_Passage given:_
'''

Safely extract layer data as dense numpy array.

This helper returns the requested layer as a dense numpy.ndarray, ensuring compatibility for downstream operations. Supports both .X and .layers[...].

Parameters:

Name Type Description Default
adata AnnData

AnnData object containing data matrices.

required
layer str

Layer key.
- "X": return the main data matrix.
- any other str: return the corresponding entry from .layers. E.g. "X_norm"

required

Returns:

Name Type Description
data ndarray

Dense matrix representation of the requested layer.

Source code in src/scpviz/utils/data.py
def get_adata_layer(adata: ad.AnnData, layer: str) -> np.ndarray:
    """
    Safely extract layer data as dense numpy array.

    This helper returns the requested layer as a dense `numpy.ndarray`,
    ensuring compatibility for downstream operations. Supports both
    `.X` and `.layers[...]`.

    Args:
        adata (anndata.AnnData): AnnData object containing data matrices.

        layer (str): Layer key.  
            - `"X"`: return the main data matrix.  
            - any other str: return the corresponding entry from `.layers`. E.g. "X_norm"

    Returns:
        data (numpy.ndarray): Dense matrix representation of the requested layer.
    """
    if layer == "X":
        data = adata.X
    elif layer in adata.layers:
        data = adata.layers[layer]
    else:
        raise ValueError(f"Layer '{layer}' not found in .layers and is not 'X'.")

    return data.toarray() if hasattr(data, 'toarray') else data

get_classlist

get_classlist(
    adata: AnnData,
    classes: str | list[str] | None = None,
    order: list[str] | None = None,
) -> list[str]

Retrieve unique class values for specified metadata columns. Useful for plot legends.

Unlike get_samplenames, which returns one identifier per row/sample, this function extracts the set of unique class values for grouping purposes (e.g., plotting categories). Supports optional reordering.

'''

[Stored entries]
'''

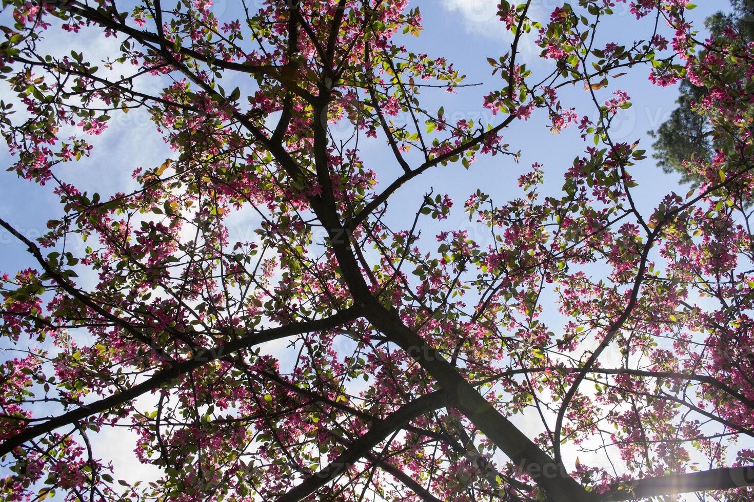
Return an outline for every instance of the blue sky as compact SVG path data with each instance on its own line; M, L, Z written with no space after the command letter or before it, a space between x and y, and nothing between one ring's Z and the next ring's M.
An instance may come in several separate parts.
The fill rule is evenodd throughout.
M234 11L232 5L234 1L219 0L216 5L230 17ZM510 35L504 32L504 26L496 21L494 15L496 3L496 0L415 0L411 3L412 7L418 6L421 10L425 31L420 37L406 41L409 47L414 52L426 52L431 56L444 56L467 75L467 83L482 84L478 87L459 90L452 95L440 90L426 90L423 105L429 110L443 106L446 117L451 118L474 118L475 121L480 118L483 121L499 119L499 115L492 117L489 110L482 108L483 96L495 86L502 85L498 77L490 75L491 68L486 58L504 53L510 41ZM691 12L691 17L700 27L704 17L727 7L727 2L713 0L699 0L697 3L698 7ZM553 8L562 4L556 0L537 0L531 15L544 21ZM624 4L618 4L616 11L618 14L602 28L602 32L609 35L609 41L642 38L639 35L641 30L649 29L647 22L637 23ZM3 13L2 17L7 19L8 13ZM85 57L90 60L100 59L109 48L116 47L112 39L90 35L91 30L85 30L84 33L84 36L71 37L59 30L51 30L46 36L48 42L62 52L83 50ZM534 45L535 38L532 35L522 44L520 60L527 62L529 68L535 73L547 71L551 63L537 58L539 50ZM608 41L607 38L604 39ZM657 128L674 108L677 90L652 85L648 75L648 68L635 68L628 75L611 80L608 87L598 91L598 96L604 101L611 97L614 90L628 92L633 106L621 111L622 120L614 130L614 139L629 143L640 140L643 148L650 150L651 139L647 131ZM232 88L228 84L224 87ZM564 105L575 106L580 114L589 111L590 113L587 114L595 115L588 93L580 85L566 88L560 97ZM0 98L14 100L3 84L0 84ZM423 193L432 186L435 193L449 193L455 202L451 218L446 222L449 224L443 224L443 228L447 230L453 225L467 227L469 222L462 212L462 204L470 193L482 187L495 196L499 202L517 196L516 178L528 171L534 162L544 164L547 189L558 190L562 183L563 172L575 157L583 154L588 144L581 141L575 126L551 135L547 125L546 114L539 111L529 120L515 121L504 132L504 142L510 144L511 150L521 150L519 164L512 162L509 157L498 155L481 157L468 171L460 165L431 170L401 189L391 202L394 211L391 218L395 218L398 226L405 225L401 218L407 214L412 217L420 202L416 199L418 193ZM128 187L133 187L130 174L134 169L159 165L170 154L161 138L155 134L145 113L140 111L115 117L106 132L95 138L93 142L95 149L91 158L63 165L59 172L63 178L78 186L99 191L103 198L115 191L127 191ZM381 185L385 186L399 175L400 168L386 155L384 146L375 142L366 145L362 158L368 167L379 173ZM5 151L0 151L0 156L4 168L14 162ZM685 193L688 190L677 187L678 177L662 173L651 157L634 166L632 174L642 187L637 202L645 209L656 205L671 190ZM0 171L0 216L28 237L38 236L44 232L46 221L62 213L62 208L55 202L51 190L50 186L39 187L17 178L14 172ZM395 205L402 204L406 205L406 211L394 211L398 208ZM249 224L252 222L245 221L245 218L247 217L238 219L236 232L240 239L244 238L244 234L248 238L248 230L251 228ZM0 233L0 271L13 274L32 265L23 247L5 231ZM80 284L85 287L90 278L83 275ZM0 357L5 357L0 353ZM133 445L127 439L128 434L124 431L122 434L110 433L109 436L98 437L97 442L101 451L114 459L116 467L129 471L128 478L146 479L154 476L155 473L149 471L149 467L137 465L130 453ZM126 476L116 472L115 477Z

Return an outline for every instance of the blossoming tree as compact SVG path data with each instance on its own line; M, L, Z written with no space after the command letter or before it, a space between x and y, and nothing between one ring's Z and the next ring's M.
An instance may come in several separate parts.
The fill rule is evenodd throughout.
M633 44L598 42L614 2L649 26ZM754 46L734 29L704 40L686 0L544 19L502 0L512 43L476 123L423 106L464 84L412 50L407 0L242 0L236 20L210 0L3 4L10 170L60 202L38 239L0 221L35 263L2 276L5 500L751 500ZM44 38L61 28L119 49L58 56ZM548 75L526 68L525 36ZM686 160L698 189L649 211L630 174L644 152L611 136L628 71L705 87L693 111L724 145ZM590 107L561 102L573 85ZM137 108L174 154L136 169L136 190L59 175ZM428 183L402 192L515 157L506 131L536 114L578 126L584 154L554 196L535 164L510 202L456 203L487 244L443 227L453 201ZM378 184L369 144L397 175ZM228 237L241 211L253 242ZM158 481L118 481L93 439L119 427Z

'''
'''

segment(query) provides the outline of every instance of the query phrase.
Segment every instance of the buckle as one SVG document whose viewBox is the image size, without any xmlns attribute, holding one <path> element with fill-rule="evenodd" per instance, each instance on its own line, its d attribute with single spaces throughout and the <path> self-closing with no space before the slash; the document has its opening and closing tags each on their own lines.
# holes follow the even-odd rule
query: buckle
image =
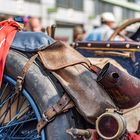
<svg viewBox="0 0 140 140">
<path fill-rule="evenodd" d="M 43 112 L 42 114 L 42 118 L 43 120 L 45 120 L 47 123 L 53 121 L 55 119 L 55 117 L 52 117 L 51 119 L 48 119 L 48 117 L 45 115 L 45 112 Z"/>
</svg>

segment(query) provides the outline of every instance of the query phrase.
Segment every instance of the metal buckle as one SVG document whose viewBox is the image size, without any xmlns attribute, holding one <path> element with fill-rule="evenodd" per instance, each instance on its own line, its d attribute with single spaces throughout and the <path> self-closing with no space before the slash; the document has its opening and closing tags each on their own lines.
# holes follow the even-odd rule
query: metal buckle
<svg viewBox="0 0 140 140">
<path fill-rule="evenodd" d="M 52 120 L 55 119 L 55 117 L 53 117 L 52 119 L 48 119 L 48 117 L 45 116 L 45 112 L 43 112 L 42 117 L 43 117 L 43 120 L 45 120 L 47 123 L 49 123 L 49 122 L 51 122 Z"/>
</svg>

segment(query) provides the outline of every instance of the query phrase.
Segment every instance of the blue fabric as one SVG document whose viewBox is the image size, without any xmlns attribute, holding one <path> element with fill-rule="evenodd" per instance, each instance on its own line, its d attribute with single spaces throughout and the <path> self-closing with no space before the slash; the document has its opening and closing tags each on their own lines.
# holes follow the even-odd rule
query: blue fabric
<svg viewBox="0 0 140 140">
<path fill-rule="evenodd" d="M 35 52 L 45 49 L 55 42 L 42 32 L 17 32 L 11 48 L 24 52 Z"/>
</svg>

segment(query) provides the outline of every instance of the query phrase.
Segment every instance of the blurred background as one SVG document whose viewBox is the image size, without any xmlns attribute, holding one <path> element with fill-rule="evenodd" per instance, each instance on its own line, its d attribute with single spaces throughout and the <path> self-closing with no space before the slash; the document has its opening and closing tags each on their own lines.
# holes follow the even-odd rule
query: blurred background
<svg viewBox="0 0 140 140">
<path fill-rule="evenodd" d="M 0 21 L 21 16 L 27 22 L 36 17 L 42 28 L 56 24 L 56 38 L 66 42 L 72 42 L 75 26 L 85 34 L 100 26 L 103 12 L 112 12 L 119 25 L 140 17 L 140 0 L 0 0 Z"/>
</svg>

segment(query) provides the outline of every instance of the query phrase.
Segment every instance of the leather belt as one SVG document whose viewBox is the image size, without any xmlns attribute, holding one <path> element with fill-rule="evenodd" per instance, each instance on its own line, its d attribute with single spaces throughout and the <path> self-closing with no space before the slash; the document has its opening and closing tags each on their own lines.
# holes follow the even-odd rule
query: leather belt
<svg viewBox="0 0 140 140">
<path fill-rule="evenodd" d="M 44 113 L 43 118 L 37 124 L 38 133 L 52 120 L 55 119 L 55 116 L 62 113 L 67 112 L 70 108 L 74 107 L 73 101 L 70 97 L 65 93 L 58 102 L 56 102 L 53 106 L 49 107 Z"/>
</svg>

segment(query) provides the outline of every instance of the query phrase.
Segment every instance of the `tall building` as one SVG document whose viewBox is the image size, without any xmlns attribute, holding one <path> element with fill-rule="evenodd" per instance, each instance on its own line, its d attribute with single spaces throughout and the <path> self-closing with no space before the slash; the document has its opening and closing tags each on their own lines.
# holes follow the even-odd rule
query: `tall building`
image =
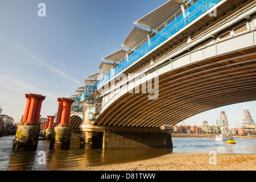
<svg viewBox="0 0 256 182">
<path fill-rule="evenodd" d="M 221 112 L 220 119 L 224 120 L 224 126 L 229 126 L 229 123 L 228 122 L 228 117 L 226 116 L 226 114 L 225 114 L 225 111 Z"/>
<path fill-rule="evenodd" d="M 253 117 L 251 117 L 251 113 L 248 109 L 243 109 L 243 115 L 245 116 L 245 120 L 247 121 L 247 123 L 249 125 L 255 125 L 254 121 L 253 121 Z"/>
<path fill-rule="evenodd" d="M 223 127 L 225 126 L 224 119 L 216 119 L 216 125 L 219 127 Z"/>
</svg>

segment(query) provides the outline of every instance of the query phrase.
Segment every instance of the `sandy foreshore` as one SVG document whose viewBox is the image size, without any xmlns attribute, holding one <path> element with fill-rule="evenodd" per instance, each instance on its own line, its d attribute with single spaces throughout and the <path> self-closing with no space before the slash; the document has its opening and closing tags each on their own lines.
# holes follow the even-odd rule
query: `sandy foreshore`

'''
'''

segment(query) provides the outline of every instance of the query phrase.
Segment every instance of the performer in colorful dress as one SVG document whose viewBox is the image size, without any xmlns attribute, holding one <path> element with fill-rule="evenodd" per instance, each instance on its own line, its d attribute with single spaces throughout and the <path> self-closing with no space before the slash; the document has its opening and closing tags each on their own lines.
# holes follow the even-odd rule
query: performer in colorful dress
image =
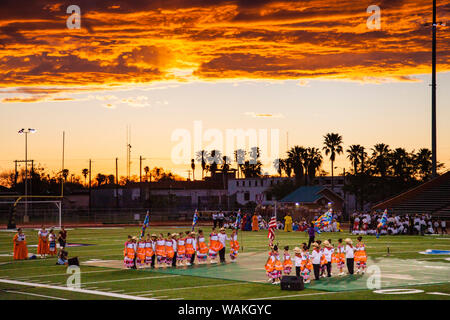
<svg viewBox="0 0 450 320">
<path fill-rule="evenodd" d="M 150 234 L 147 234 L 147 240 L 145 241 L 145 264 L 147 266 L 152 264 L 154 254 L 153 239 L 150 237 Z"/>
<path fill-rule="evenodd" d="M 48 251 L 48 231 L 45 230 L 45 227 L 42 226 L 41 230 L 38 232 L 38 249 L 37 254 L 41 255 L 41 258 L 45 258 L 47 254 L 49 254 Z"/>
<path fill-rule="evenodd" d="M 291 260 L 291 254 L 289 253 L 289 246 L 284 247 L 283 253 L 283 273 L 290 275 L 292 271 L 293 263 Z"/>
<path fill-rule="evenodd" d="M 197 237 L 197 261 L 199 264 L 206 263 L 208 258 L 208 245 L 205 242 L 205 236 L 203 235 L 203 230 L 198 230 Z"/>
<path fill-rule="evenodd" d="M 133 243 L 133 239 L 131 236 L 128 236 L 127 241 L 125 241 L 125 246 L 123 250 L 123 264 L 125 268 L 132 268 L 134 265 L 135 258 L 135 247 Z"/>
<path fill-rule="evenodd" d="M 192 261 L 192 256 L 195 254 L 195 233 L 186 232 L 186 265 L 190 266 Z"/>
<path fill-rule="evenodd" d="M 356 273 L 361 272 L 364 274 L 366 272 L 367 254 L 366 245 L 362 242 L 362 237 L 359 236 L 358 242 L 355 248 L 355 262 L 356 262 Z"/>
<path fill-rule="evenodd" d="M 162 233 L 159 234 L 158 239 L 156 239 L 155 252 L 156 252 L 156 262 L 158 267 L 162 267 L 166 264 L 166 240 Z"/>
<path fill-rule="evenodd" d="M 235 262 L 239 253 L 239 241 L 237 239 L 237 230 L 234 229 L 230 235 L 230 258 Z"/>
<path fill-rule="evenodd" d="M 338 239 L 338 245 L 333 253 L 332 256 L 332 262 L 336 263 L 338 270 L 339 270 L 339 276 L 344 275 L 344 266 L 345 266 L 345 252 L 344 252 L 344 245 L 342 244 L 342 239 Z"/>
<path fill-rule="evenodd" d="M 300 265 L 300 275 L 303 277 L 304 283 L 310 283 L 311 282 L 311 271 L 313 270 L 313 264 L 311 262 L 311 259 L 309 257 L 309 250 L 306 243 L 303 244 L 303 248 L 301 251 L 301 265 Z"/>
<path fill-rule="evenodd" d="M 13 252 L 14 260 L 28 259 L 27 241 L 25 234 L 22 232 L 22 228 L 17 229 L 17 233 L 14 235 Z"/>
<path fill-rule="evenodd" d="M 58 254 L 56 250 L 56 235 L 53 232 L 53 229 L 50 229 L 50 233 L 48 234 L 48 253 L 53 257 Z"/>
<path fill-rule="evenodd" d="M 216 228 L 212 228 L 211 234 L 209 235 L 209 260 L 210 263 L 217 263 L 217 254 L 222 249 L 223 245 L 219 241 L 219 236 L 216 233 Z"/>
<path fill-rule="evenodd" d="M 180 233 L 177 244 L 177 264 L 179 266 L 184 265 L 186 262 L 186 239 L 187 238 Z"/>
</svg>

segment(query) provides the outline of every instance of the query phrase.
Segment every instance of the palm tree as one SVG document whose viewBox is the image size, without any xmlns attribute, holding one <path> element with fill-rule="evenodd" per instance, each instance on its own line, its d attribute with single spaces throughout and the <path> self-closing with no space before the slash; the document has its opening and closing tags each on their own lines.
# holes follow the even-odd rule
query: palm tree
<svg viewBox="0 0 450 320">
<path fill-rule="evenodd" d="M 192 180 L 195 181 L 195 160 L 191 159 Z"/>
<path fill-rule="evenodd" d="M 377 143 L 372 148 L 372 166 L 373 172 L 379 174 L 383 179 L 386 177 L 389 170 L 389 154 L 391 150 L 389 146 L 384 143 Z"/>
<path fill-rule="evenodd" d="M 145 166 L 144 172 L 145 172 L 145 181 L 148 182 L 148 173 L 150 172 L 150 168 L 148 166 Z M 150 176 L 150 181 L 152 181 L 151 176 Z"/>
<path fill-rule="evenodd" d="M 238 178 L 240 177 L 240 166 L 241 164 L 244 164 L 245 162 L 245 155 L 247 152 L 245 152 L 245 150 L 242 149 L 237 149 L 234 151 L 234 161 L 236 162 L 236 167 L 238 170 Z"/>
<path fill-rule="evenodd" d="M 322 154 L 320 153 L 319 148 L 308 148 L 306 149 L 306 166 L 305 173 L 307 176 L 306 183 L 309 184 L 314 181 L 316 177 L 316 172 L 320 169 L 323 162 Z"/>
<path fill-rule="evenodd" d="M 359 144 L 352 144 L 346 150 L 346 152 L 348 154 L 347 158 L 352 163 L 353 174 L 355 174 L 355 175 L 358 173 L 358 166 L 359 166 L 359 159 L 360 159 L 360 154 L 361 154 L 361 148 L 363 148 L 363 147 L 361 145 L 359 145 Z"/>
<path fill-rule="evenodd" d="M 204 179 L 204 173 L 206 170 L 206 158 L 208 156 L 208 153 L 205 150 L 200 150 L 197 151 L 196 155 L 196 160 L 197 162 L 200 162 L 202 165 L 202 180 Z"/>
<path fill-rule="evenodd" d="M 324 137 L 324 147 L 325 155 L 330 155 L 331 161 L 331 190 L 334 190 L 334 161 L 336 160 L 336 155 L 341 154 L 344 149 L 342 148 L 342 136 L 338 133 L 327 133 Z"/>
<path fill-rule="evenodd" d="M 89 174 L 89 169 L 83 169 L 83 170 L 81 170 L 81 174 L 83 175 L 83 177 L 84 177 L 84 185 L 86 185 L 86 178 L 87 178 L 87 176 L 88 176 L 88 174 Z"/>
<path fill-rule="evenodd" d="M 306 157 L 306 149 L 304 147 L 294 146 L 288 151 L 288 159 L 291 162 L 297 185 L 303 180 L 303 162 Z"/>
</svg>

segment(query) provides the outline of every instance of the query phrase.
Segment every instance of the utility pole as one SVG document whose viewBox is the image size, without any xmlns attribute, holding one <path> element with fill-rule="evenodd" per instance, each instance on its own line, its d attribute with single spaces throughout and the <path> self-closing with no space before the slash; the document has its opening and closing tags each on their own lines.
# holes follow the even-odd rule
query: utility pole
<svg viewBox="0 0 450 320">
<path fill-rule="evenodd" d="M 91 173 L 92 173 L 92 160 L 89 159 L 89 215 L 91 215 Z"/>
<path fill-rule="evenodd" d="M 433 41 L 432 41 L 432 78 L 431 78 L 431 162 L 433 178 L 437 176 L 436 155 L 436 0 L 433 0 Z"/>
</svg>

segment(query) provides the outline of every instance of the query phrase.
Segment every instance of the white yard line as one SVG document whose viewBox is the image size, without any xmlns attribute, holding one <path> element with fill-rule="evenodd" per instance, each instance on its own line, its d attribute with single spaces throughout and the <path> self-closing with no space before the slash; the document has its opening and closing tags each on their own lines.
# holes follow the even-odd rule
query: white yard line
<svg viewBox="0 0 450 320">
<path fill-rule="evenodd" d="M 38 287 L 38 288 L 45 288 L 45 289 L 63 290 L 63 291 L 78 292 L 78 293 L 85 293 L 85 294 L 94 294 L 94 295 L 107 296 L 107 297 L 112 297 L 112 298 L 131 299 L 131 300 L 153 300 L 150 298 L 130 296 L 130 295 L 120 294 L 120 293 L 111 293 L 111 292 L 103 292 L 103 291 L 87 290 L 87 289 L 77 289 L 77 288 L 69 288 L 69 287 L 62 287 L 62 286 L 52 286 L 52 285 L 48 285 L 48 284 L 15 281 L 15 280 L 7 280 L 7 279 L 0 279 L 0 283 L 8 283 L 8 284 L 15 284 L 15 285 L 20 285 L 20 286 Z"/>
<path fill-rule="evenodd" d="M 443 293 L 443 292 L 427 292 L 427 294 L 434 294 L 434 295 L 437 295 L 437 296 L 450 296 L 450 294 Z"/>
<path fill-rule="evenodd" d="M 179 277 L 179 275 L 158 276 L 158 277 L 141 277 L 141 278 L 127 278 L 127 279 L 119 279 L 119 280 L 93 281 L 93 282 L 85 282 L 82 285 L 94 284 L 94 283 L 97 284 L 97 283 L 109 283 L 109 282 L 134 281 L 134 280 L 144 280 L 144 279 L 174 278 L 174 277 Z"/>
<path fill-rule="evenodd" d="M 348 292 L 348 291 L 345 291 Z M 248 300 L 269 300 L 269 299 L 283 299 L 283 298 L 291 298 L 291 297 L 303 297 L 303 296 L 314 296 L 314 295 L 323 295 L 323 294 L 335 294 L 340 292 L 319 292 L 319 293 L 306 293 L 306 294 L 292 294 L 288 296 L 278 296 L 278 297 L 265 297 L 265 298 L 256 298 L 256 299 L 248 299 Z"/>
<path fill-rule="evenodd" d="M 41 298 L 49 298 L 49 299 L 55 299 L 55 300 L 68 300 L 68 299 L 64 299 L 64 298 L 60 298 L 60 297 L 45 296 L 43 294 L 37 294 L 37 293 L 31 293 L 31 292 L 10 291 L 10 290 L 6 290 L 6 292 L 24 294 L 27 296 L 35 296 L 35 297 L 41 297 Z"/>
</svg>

'''

_Challenge 1:_ Rewrite the paragraph in the function documentation that begins "Unlike get_samplenames" as a brief list that keeps its main facts.
_Challenge 2:_ Please locate each line in the entries that contains the word "after", and copy those lines.

_Written reply 1:_
- get_samplenames returns one identifier per row or sample.
- This function instead extracts the set of unique class values for grouping, such as plotting categories.
- It supports optional reordering.

_Written reply 2:_
Return an outline for every instance of the blue sky as compact SVG path data with each instance on its own line; M, L, Z written with no space after the command letter or before it, a space between x and y, and nothing between one ring's Z and the next ring's M.
Return an outline for every instance of the blossoming tree as compact SVG path data with each instance on its own line; M, L, Z written with no space after the command letter or before it, a space between x and y, and nothing between one ring's Z and the next ring's M.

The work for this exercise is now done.